══ Records shown
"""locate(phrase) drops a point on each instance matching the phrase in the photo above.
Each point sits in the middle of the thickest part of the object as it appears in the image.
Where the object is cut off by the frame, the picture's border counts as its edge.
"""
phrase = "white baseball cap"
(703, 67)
════
- _Set problem_
Rewrite every record above, replacing "object" with "item" wherever it appears and leaving everything else unchanged.

- _Finished answer_
"""locate(phrase) drops a point on each instance matching the phrase in the photo above.
Each point sits in the middle of the thickest part of the item as it appears in the image.
Where the item is cut off by the frame, the picture's border counts as its edge.
"""
phrase = "white baseball cap"
(703, 67)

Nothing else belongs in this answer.